_PASSAGE SHOWN_.
Start of Block

Organism with Artificial DNA Bases Marks Milestone in Synthetic Biology

May 8, 2014

By Bio-IT World Staff

May 8, 2014 | A paper by a team of researchers from the Scripps Institute, published yesterday in Nature, describes the first stable, self-replicating organism whose DNA contains bases other than the well-known A, G, C and T. The research group, led by Floyd Romesberg, has long been a leader in the field of synthetic DNA, creating new bases that are capable of pairing, replicating and being transcribed into RNA in vitro; however, it was not previously clear whether any artificial base pairs are stable enough to replicate on their own in a living organism.

The new base pairs introduced into the Scripps lab's partially synthetic organism, called d5SICS and dNaM, were selected after randomly screening combinations of 60 different artificial bases to find two with the most promising properties as a pair. To avoid cross-talk between the new bases and the naturally occurring ones, d5SICS and dNaM do not form hydrogen bonds with each other, like adenine and thymine or guanine and cytosine. Instead, the synthetic bases are both strongly hydrophobic, and join without forming atomic bonds.

End of Block

[Data taken from a collection]
Start of Block

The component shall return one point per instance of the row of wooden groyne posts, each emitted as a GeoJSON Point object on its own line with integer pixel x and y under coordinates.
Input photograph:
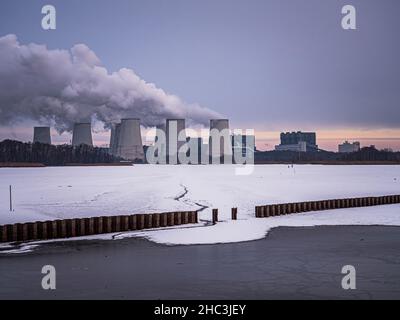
{"type": "Point", "coordinates": [70, 228]}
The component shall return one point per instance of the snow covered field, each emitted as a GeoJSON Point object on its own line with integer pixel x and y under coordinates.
{"type": "Point", "coordinates": [66, 192]}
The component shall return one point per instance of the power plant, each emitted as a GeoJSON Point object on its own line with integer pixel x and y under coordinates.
{"type": "Point", "coordinates": [41, 135]}
{"type": "Point", "coordinates": [115, 130]}
{"type": "Point", "coordinates": [82, 134]}
{"type": "Point", "coordinates": [129, 140]}
{"type": "Point", "coordinates": [176, 138]}
{"type": "Point", "coordinates": [220, 143]}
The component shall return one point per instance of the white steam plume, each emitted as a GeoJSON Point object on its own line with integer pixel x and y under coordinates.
{"type": "Point", "coordinates": [61, 87]}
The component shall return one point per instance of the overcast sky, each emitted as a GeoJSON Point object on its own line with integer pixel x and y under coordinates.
{"type": "Point", "coordinates": [270, 65]}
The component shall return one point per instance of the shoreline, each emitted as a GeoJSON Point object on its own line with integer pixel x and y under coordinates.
{"type": "Point", "coordinates": [289, 263]}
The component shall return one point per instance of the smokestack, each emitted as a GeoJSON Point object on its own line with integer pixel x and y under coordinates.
{"type": "Point", "coordinates": [173, 128]}
{"type": "Point", "coordinates": [115, 130]}
{"type": "Point", "coordinates": [41, 135]}
{"type": "Point", "coordinates": [129, 144]}
{"type": "Point", "coordinates": [225, 147]}
{"type": "Point", "coordinates": [82, 134]}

End of Block

_PROBLEM TO WORK ON_.
Can you sum up the article on the organism with artificial DNA bases in two sentences? This material comes from a different source than the article.

_SOLVED EXERCISE_.
A Scripps team led by Floyd Romesberg published a paper in Nature describing the first stable, self-replicating organism whose DNA contains bases other than A, G, C and T. The new bases, d5SICS and dNaM, were chosen by screening combinations of 60 artificial bases, and instead of forming hydrogen bonds with each other, both are strongly hydrophobic and join without forming atomic bonds.